* _Data records_:
*** Begin section ***
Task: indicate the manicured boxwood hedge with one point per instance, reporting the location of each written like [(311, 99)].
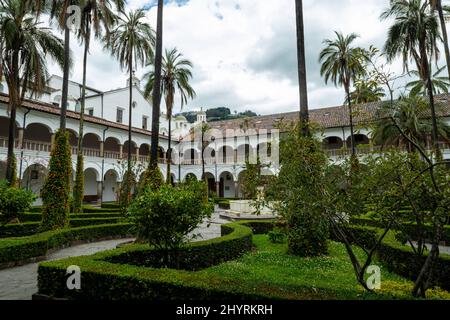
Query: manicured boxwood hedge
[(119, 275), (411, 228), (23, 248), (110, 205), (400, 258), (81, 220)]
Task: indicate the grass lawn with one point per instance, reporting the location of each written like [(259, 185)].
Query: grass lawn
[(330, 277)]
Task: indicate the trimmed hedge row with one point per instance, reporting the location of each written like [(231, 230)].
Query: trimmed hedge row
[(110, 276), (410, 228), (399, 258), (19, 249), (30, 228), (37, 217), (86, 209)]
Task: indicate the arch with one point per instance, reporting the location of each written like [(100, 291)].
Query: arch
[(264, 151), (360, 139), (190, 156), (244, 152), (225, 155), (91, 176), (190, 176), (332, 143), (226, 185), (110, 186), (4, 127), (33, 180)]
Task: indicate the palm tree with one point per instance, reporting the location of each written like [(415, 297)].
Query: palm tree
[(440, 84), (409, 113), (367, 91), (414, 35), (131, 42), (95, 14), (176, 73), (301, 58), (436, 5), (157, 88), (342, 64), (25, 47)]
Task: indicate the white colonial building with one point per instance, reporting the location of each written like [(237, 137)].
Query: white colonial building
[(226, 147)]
*** End section ***
*** Begin section ***
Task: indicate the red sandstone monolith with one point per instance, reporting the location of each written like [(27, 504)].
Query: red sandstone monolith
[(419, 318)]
*** End section ***
* _Activity_:
The expected answer is an exact copy of the lines above, beginning at the line with "Task: indicate the trimmed" and ending at the line with "Task: indicate the arch", with both ends in.

* _Answer to the exercise_:
Task: indicate the trimmed hedge row with one point per instance, reporting the location of each written like [(231, 230)].
Query: trimmed hedge row
[(110, 276), (410, 228), (399, 258), (19, 249), (30, 228), (37, 217), (86, 209)]
Task: indicate the arch with one point per instance, reporting the location of each written like [(100, 291)].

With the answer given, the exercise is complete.